*** Opening of Recorded information ***

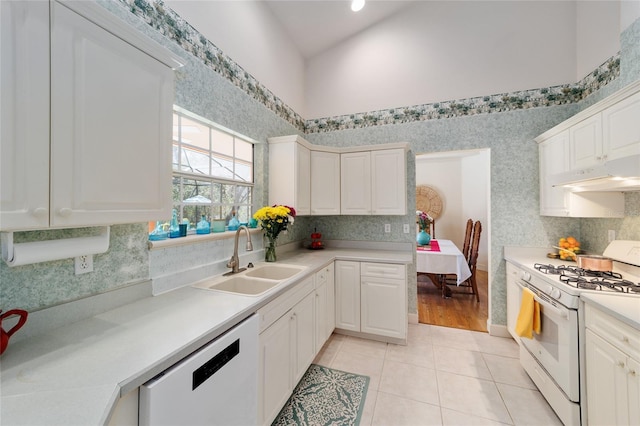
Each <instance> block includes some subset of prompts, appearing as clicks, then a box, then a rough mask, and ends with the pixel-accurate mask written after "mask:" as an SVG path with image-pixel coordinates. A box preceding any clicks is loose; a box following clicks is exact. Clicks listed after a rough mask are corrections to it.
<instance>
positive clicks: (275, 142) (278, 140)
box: [269, 136, 311, 216]
mask: <svg viewBox="0 0 640 426" xmlns="http://www.w3.org/2000/svg"><path fill="white" fill-rule="evenodd" d="M308 146H309V144H308V143H307V142H306V141H304V140H302V138H299V137H297V136H294V137H282V138H269V204H271V205H273V204H284V205H287V206H291V207H293V208H295V209H296V213H297V214H299V215H302V216H305V215H309V214H311V151H310V150H309V148H308Z"/></svg>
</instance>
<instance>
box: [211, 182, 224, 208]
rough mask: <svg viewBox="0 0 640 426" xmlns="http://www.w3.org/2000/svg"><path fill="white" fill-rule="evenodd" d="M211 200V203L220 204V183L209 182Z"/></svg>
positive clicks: (220, 200)
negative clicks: (209, 183) (210, 183)
mask: <svg viewBox="0 0 640 426" xmlns="http://www.w3.org/2000/svg"><path fill="white" fill-rule="evenodd" d="M211 201H212V202H213V204H218V205H219V204H222V184H221V183H213V184H211Z"/></svg>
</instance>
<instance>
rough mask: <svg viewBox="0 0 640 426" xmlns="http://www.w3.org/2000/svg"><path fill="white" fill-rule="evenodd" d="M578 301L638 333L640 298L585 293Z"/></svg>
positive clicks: (639, 307) (611, 293)
mask: <svg viewBox="0 0 640 426" xmlns="http://www.w3.org/2000/svg"><path fill="white" fill-rule="evenodd" d="M580 300H582V301H583V302H584V303H587V304H589V305H592V306H594V307H596V308H598V309H599V310H601V311H602V312H604V313H606V314H609V315H611V316H612V317H614V318H616V319H618V320H620V321H622V322H624V323H626V324H628V325H630V326H631V327H633V328H635V329H636V330H638V331H640V296H630V295H620V294H615V293H585V294H581V295H580Z"/></svg>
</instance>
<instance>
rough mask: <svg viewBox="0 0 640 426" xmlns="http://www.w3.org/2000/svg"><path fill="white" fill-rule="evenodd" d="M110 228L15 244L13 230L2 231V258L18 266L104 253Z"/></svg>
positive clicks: (6, 261)
mask: <svg viewBox="0 0 640 426" xmlns="http://www.w3.org/2000/svg"><path fill="white" fill-rule="evenodd" d="M110 230H111V228H110V227H109V226H105V227H103V228H102V229H101V232H100V234H99V235H95V236H90V237H74V238H61V239H58V240H46V241H33V242H28V243H17V244H16V243H14V242H13V232H3V233H2V234H1V237H2V259H3V260H4V261H5V262H6V263H7V265H9V266H19V265H29V264H33V263H40V262H48V261H52V260H60V259H69V258H74V257H77V256H82V255H87V254H100V253H104V252H106V251H107V250H109V235H110Z"/></svg>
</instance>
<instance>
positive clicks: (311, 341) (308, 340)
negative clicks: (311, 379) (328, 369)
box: [291, 293, 316, 389]
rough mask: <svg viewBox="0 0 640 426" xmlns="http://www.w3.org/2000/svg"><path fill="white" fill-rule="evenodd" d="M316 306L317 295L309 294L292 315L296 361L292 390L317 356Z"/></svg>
mask: <svg viewBox="0 0 640 426" xmlns="http://www.w3.org/2000/svg"><path fill="white" fill-rule="evenodd" d="M315 304H316V300H315V293H309V294H308V295H307V296H306V297H305V298H304V299H302V300H301V301H300V302H298V304H297V305H296V306H295V307H294V308H293V310H292V313H291V318H292V321H293V324H292V326H291V331H292V333H293V334H294V337H293V341H294V345H293V348H294V360H295V363H294V371H293V374H292V377H293V382H292V383H291V389H293V388H294V387H295V385H296V384H297V383H298V382H299V381H300V379H301V378H302V376H303V375H304V372H305V371H307V368H309V366H310V365H311V362H313V358H315V356H316V338H315V318H316V311H315Z"/></svg>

*** Close of Recorded information ***

- What you need to do -
In the records above, find the line containing "positive clicks: (311, 341) (308, 340)" and print it and every later line exactly, through the last one.

- Answer for the task -
positive clicks: (311, 341) (308, 340)
negative clicks: (311, 379) (328, 369)
box: [291, 293, 316, 389]
rough mask: <svg viewBox="0 0 640 426" xmlns="http://www.w3.org/2000/svg"><path fill="white" fill-rule="evenodd" d="M316 306L317 295L309 294L292 315L296 361L292 390L317 356Z"/></svg>
mask: <svg viewBox="0 0 640 426" xmlns="http://www.w3.org/2000/svg"><path fill="white" fill-rule="evenodd" d="M315 304H316V300H315V293H309V294H308V295H307V296H306V297H305V298H304V299H302V300H301V301H300V302H298V304H297V305H296V306H295V307H294V308H293V310H292V313H291V318H292V321H293V324H292V326H291V331H292V333H293V334H294V337H293V341H294V345H293V348H294V360H295V363H294V371H293V374H292V377H293V382H292V383H291V389H293V388H294V387H295V385H296V384H297V383H298V382H299V381H300V379H301V378H302V376H303V375H304V372H305V371H307V368H309V366H310V365H311V362H313V358H315V356H316V338H315V318H316V311H315Z"/></svg>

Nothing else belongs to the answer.